* Available records:
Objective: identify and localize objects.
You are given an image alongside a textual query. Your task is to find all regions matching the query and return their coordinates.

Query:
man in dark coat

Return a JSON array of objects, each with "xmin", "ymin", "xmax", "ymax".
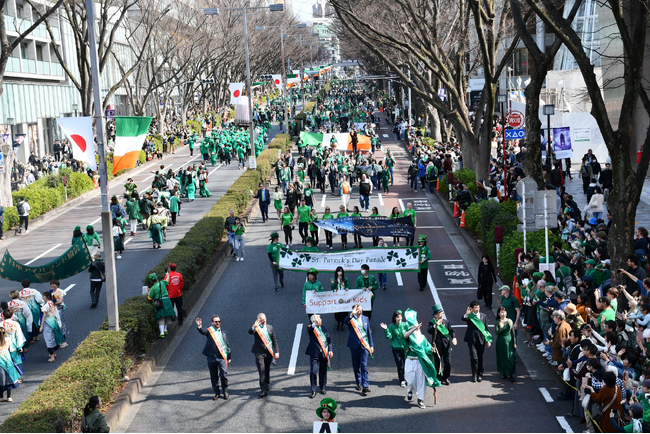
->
[
  {"xmin": 196, "ymin": 315, "xmax": 231, "ymax": 401},
  {"xmin": 463, "ymin": 300, "xmax": 492, "ymax": 383},
  {"xmin": 427, "ymin": 304, "xmax": 458, "ymax": 386},
  {"xmin": 305, "ymin": 315, "xmax": 334, "ymax": 398}
]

* Do this:
Report every line of the material that contains the string "xmin", matching case exactly.

* Solution to this problem:
Return a JSON array of objects, each with "xmin", "ymin", "xmax", "ymax".
  {"xmin": 196, "ymin": 315, "xmax": 231, "ymax": 401},
  {"xmin": 463, "ymin": 300, "xmax": 492, "ymax": 383},
  {"xmin": 427, "ymin": 304, "xmax": 458, "ymax": 386},
  {"xmin": 305, "ymin": 315, "xmax": 334, "ymax": 398}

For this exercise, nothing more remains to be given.